演習課題 A ::
映カーンアークの解説によると、この現象が初めて観測されたのはいつ、どこでか。
演習課題 B ::
映カーンアークの解説の続きを、最後の文の後から書け。

本文抜粋 ::

——

映カーンアーク
別名
英名
氷晶
配向
レア度
sub-Kern arc
分厚い六角板状氷晶
三角形傾向の角板状氷晶
プレート配向
★★★★★☆☆☆
ダイヤモンドダスト、人工灯で
しばしば
概説
●映カーンアークとは
見た目は映日点から視角45~58°上に現れる、天底を全周囲む虹色の弧(内側が赤、外側が紫)である。これはちょうど環天底アークの出現位置と重複しており、不足した部分を補うように円を描くが、明るさは環天底アークと比較して非常に暗い。
分厚い六角板状氷晶や三角形傾向の角板状氷晶での映カーンアークは、一様の明るさではなく、環天底アークが3つ連なり円を形成しているような見た目であり、つなぎ目部分は途切れるように暗くなっていることが多い。もし、滑らかな円であればカーンアーク同様に多重散乱が影響しているだろう。
●歴史
2008年12月7日、フィンランドのロヴァニエミにて、Marko Riikonenによって初めて観測された。[1]
●出現頻度
自然光では観測されたことは無い。尚、人工灯によるダイヤモンドダストディスプレイではしばしば観測される。
●映カーンアークの原理
カーンアークの原理と同様であり、詳細は省く。
分厚い六角板状氷晶、及び三角形傾向の角板状氷晶に、「光が上底面に入射した後、側面で内部反射し、2つ隣の側面から射出する」カーンアークの光路の間に下底面での内部反射が挟まることで形成される。
●変形・出現光源高度
環天底アークと同様、光源高度32°まで出現するとされるが、氷晶形や原理によって異なる。光源高度が低いと大きく、高いと小さくなる。
[1] More New Halos from Rovaniemi Atmospheric Optics
関連
●映カーンアークの涙
sub-Kern arc companion, sub-Kern arc tearsなどと呼ばれる。
映カーンアークは上述の通り3つの環天底アークの連なりで円となっている見た目である。その内、本来の環天底アークの位置以外の2つの弧の中心部から下へ向かう、やや分光した(偽色の影響も考えられている)短い弧のこと。また、その弧と接触している映カーンアークの部分に膨らみが出来ている。

——

提供情報 ::
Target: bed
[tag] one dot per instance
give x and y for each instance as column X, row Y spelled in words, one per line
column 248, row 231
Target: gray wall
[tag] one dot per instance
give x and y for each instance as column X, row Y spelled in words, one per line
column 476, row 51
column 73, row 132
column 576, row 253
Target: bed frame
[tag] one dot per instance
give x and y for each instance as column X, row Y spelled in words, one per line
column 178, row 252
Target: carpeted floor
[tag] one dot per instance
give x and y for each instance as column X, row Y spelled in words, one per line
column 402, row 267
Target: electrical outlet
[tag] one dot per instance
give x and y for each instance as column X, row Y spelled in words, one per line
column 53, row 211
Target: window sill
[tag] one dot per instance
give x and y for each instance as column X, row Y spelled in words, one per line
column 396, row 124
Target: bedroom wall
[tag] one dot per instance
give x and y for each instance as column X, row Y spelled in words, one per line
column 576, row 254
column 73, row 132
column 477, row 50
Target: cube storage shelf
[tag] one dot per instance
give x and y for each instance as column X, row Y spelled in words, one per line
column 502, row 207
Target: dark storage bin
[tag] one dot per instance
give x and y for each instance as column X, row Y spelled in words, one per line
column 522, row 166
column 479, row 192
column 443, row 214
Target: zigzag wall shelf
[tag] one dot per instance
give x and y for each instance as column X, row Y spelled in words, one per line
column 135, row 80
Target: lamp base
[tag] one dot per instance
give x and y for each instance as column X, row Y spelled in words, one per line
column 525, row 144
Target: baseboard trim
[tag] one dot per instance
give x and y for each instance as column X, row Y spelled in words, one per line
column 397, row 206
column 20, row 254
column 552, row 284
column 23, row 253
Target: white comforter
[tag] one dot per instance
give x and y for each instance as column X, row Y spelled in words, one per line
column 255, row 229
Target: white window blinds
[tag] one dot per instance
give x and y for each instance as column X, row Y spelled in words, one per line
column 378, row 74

——

課題の解答 A ::
2008年12月7日、フィンランドのロヴァニエミで初めて観測された。

課題の解答 B ::
位置を考えるとトリッカーアークの一部分と考えられそうだが、光源側を見るとプレート及びローウィッツ配向(幻日、映幻日、幻日環、映幻日環、環天底アーク、太陽柱、シュルテスアーク)であり、カラム配向で起きるトリッカーアークと当てはまらない。シミュレーションも成功しておらず詳細は不明である。
●天底ブラックホール
天底に現れた円形の暗い領域のこと。今までの観測例では「拡散光の映カーンアークの内側に一致した円」、「半径が映環天底アークより外側の円」、「映幻日環の内側に一致した円」等と様々で、同一の現象ではない可能性もある。拡散光のハロに関わる何かしらの現象とも考えられている。
映カーンアークとの関連は不明だが暫定的に載せている。
⇒ Koko taivaan haloilmiö - 12.1.2013 Klo 17.55 Tampere
Taivaanvahti
様々な拡散光のハロと環天底アークより少し外側まで広がる円形の暗い領域
⇒ 2009_01_02-03 Sub-Kern arc and circumnadiral arc
Atmospheric optics, landscapes and more (Jari Luomanen's site)
様々な拡散光のハロと映カーンアークの内側の暗い領域
⇒ 2008_11_15-17 Halos in Rovaniemi
Atmospheric optics, landscapes and more (Jari Luomanen's site)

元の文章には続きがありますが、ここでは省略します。